**** GIVEN DATA ****

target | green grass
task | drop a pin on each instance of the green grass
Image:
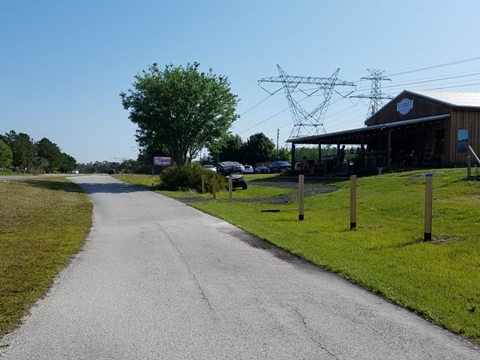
(43, 222)
(439, 280)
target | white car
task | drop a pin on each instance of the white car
(247, 169)
(210, 167)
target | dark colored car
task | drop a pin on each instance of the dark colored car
(234, 170)
(278, 166)
(261, 170)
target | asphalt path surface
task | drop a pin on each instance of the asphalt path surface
(158, 279)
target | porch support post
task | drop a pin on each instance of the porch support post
(293, 156)
(389, 148)
(338, 154)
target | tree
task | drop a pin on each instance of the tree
(228, 149)
(282, 154)
(23, 149)
(68, 163)
(49, 154)
(259, 148)
(180, 108)
(6, 155)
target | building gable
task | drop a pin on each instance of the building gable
(408, 106)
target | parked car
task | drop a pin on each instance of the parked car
(247, 169)
(277, 166)
(234, 170)
(210, 167)
(261, 170)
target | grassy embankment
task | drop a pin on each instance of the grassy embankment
(43, 222)
(439, 280)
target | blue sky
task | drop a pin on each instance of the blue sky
(63, 63)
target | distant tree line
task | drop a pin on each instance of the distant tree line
(257, 149)
(19, 152)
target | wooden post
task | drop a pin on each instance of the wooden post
(301, 209)
(214, 186)
(428, 207)
(469, 166)
(353, 202)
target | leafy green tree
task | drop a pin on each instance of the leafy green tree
(68, 163)
(180, 108)
(6, 155)
(49, 154)
(230, 149)
(281, 154)
(258, 148)
(23, 149)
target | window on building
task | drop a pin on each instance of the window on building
(439, 141)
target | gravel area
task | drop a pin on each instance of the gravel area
(310, 189)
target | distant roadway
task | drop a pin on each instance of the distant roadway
(157, 279)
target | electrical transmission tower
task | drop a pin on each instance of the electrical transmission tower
(307, 123)
(376, 96)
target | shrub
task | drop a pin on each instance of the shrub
(189, 178)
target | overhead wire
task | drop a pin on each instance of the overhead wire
(391, 88)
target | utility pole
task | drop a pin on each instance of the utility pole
(278, 136)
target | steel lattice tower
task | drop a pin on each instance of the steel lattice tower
(307, 123)
(376, 96)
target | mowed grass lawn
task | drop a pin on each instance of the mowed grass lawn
(439, 280)
(43, 222)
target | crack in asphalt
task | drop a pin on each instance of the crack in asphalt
(203, 294)
(310, 333)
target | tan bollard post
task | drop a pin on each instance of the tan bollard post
(427, 236)
(469, 166)
(353, 202)
(214, 186)
(301, 207)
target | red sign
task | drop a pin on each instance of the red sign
(162, 161)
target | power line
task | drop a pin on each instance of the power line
(437, 66)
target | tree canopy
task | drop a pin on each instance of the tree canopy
(180, 108)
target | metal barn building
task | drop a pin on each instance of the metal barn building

****

## WHAT IS BEING ASKED
Can you rewrite all the records above with "drop a pin" changed to "place a marker" throughout, leaving everything else untouched and omitting the pictures?

## RESULT
target | green grass
task | place a marker on each instance of the green grass
Image:
(43, 222)
(439, 280)
target | white car
task | place a marker on each instance of the white car
(247, 169)
(210, 167)
target | dark colored car
task | place a marker on each instance of the dark colored car
(234, 170)
(278, 166)
(261, 170)
target | asphalt path surface
task | place a marker on each instance of the asphalt path surface
(158, 279)
target | porch support post
task | place a marker on each instance of the porch support post
(293, 156)
(389, 148)
(338, 154)
target | tree
task | place a marker on each instance of the tree
(228, 149)
(282, 154)
(23, 149)
(68, 163)
(49, 154)
(259, 148)
(180, 108)
(6, 155)
target | building gable
task | place a marker on each instance of the building gable
(408, 106)
target | parked car
task | place a marker on each instance of the parked car
(247, 169)
(277, 166)
(234, 170)
(210, 167)
(261, 170)
target | grassy embankment
task | place a marker on each instance of the grassy embankment
(43, 222)
(439, 280)
target | blue sky
task | place a marker on each instance of the blue sky
(63, 63)
target | distant tree line
task | place a marker on each instance of the distant tree line
(257, 149)
(19, 152)
target | wooden post
task | place a marker on each instance of the wooden post
(301, 209)
(214, 186)
(428, 207)
(469, 166)
(353, 202)
target | leafy green tree
task | place a marker on each instance of the leafy green tree
(68, 163)
(180, 108)
(6, 155)
(49, 154)
(230, 149)
(281, 154)
(258, 148)
(23, 149)
target | window on building
task | place a marker on each instance of the window on building
(439, 141)
target | gravel area
task | place a marker on each instance of the gravel area
(310, 189)
target | distant roadway
task | place a marker on each instance of the distant roadway
(157, 279)
target | electrical transmission tower
task | place a marker on each instance of the electrical transmission tower
(307, 123)
(376, 96)
target | shrub
task | place a marker on each instance of the shrub
(189, 178)
target | overhead wire
task | place a marker on each instance of the overhead wire
(391, 88)
target | utility pole
task | place a marker on each instance of the utility pole
(278, 136)
target | steel lattice tower
task | place a marker on each instance of the steel lattice tower
(307, 123)
(376, 96)
target | mowed grass lawn
task | place a marker on each instance of the mowed grass lawn
(439, 280)
(43, 222)
target | crack in asphalt
task | place a marker on each instance of the crack in asphalt
(203, 294)
(310, 333)
target | tan bollard post
task | place a marker on each instance of the tan bollard post
(427, 236)
(469, 166)
(353, 202)
(214, 186)
(301, 207)
target | red sign
task | place a marker on each instance of the red sign
(162, 161)
target | power line
task | place a marker on each instance of the power line
(437, 66)
target | tree canopy
task | place a marker on each instance of the tree canopy
(180, 108)
target | metal barn building
task | place a marker on each instance of the metal barn building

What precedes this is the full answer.